### Text passage
..........

Even the new E.T. release's finale bothered me at first but the presentation of the entire set is so good, that it would be silly and possibly even ungrateful to harp about that. I would hate to see the Ultimate War divided into pieces though.

 

For me the end the ET finale I think it's all psychological.  If you just pop disc 1 of the LLL set in and press play and aren't looking at the display, it won't even really register that "Departure" is now a separate track from the Bike Chase music; the weight of the ending is the same regardless of how much space there is between the end of one and the start of the next IMO.  There's no specific segue written into these compositions, the film just begins the second cue while the first is still fading out.

 

For The Ultimate War I completely agree the best way to listen to it is one continuous track of music, not chopped up at all; My personal edit is a 21 1/2 minute track that actually starts with the "Tink Grows Up" cue and ends with "The End of Hook" cue

 

Quote

How do we know this? 

 

How do we know that the FOTR CR contains the same tracking the film does? Because... it does!

..........

### Supplied records
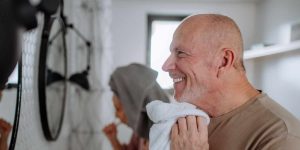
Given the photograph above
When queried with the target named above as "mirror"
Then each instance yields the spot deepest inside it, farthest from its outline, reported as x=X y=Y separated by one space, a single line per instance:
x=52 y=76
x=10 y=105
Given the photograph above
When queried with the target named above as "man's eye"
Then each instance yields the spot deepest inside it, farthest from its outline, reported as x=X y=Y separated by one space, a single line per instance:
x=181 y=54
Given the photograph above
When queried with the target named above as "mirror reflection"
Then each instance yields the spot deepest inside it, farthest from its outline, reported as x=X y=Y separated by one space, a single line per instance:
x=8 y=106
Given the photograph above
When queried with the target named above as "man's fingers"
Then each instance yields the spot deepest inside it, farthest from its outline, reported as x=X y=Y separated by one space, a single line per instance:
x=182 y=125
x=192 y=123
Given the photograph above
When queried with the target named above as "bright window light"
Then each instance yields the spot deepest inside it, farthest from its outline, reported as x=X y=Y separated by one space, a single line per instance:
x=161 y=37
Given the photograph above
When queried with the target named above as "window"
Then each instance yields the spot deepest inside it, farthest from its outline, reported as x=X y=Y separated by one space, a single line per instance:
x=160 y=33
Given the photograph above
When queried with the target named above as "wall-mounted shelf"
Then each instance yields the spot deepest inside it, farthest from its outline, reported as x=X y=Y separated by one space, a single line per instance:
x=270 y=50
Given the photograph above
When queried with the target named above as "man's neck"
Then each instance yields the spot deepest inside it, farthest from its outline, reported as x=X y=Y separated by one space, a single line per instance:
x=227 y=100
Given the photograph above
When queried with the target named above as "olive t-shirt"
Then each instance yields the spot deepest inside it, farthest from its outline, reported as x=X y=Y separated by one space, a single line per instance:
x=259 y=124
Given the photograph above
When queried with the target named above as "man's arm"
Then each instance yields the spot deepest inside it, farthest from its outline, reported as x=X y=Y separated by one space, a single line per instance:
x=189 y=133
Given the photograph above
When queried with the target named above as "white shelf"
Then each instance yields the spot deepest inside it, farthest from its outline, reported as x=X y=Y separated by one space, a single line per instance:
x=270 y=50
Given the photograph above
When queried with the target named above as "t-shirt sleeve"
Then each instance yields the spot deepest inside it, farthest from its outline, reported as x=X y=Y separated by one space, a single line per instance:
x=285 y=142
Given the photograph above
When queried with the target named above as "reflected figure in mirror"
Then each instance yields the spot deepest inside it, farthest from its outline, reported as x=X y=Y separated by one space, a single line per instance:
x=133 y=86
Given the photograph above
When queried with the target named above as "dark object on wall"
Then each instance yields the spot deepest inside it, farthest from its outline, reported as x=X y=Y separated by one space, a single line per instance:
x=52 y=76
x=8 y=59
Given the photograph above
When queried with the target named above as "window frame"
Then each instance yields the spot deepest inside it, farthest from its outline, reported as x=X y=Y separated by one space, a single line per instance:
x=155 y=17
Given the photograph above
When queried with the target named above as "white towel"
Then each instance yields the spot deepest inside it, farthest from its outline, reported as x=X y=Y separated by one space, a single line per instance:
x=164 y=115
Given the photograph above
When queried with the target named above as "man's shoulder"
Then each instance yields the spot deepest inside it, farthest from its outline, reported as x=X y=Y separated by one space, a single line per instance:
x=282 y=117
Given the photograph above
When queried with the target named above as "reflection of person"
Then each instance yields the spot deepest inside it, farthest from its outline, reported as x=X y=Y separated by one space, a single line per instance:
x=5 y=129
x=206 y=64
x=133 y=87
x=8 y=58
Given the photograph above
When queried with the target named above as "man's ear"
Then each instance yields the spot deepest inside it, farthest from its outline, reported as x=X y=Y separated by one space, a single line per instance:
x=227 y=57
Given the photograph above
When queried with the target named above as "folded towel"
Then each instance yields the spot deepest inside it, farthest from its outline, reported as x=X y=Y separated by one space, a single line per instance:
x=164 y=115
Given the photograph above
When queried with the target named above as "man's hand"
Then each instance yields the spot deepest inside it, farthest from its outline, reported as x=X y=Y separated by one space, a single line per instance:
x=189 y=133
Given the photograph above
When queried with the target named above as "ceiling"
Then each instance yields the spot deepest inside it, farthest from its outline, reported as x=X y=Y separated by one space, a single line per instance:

..........

### Work to complete
[a] In the forum discussion, how long is the writer's personal edit of The Ultimate War?
[b] Translate this sentence from the forum discussion into Spanish: "I would hate to see the Ultimate War divided into pieces though."
[c] Print the forum discussion from "Even the new" to "still fading out.".

### Responses in order
[a] 21 1/2 minutes

[b] Aunque odiaría ver The Ultimate War dividida en pedazos.

[c]
Even the new E.T. release's finale bothered me at first but the presentation of the entire set is so good, that it would be silly and possibly even ungrateful to harp about that. I would hate to see the Ultimate War divided into pieces though.

 

For me the end the ET finale I think it's all psychological.  If you just pop disc 1 of the LLL set in and press play and aren't looking at the display, it won't even really register that "Departure" is now a separate track from the Bike Chase music; the weight of the ending is the same regardless of how much space there is between the end of one and the start of the next IMO.  There's no specific segue written into these compositions, the film just begins the second cue while the first is still fading out.